Written task A:
In the prototyping text, who reported the case where management bought a 2-year project as a 6-week project?

Text:
****************************************

If management does not understand the difference between creating a limited prototype and a full-scale product, it will be at risk of seriously underbudgeting prototyping projects. Scott Gordon and James Bieman reported a case in which management bought a 2-year project as a 6-week project. Management believed that the prototyping would produce fully functional results in an amount of time that was out of touch with real-world needs by a factor of almost 20 (Gordon and Bieman 1995).

CROSS-REFERENCE

For more on expectation management, see Managing Customer Expectations, Managing Customer Expectations.

You can manage this risk by explicitly managing the expectations of end-users, managers, developers, and marketers. Be sure they interact with the prototype in a controlled setting in which you can explain the prototype's limitations, and be sure that they understand the difference between creating a prototype and creating completely functional software.

Diminished project control. With Evolutionary Prototyping, it's impossible to know at the outset of the project how long it will take to create an acceptable product. You don't know how many iterations it will take or how long each iteration will last.

CROSS-REFERENCE

For details on realizing benefits of both Evolutionary Prototyping and Staged Delivery, see Chapter 20, Chapter 20.

This risk is mitigated somewhat by the fact that customers can see steady signs of progress and tend to be less nervous about eventually getting a product than with traditional development approaches. It's also possible to use an evolutionary-delivery approach that's strongly tilted toward Evolutionary Prototyping, which provides some of the control of Staged Delivery and some of the flexibility of Evolutionary Prototyping.

CROSS-REFERENCE

For details on the risk of poor feedback, see End-User Feedback and Involvement in Using User-Interface Prototyping.

****************************************

(Stored items from a collection)
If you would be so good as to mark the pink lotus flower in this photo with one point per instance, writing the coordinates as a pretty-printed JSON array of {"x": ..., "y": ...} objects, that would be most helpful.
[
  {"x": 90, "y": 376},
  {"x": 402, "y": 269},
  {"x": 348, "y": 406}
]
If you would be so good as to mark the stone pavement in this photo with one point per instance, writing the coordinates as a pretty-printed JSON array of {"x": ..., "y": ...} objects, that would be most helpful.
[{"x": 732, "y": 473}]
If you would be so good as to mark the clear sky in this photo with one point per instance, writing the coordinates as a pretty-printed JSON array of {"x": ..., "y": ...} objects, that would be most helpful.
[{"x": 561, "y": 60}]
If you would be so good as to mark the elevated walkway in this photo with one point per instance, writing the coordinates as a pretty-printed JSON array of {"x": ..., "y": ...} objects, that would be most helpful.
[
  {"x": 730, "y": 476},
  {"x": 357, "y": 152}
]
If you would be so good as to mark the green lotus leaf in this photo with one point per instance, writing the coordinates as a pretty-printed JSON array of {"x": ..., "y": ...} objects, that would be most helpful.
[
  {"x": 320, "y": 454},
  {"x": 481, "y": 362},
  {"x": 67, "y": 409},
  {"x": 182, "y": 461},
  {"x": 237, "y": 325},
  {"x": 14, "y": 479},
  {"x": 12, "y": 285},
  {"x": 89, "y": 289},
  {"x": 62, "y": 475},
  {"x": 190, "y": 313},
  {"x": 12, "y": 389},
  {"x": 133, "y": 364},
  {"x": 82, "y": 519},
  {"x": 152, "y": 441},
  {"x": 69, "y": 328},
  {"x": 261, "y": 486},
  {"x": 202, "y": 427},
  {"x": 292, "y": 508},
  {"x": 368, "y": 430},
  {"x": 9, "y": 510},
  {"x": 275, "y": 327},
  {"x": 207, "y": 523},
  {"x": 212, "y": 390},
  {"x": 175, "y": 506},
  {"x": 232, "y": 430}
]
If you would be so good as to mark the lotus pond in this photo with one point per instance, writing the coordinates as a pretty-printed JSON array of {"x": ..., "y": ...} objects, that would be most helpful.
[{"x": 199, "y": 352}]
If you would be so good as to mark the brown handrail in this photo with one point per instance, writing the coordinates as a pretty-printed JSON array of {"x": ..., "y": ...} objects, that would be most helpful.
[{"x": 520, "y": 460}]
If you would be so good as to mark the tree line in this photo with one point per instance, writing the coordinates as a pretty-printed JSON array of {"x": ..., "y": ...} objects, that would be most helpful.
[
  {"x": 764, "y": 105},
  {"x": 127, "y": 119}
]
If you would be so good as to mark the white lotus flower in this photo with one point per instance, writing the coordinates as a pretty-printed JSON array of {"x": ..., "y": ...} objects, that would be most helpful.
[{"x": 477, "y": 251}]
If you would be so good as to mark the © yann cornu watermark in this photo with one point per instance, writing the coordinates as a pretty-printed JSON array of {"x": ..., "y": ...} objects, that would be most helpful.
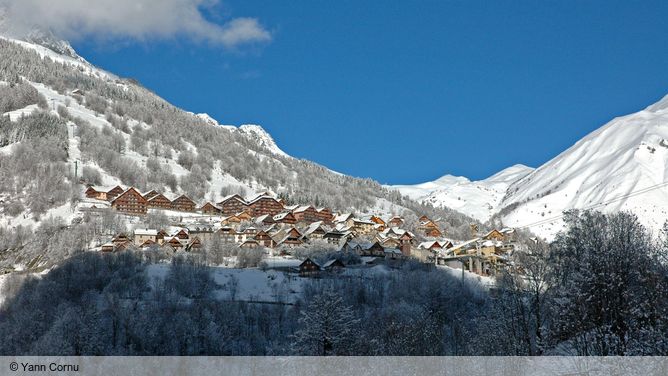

****************************************

Written task B:
Render the part of the rows that opens with the line containing "If you would be so good as to mark the brown" and runs through the end of the rows as a numbered list. Skip blank lines and leave the pictures out.

Reply A:
Scott Gordon and James Bieman.

Reply B:
1. If you would be so good as to mark the brown handrail in this photo with one point per instance, writing the coordinates as a pretty-printed JSON array of {"x": ..., "y": ...} objects, that would be most helpful.
2. [{"x": 520, "y": 460}]
3. If you would be so good as to mark the tree line in this photo with one point per instance, writing the coordinates as a pretty-printed JSON array of {"x": ..., "y": ...} objects, that would be most helpful.
4. [
5.   {"x": 764, "y": 105},
6.   {"x": 127, "y": 119}
7. ]
8. If you would be so good as to mark the white lotus flower in this photo with one point per instance, writing the coordinates as a pretty-printed JSON array of {"x": ..., "y": ...} objects, that would be most helpful.
9. [{"x": 477, "y": 251}]
10. If you would be so good as to mark the © yann cornu watermark in this photo with one point per instance, writing the coordinates as a pretty-printed JSON array of {"x": ..., "y": ...} objects, that would be most helpful.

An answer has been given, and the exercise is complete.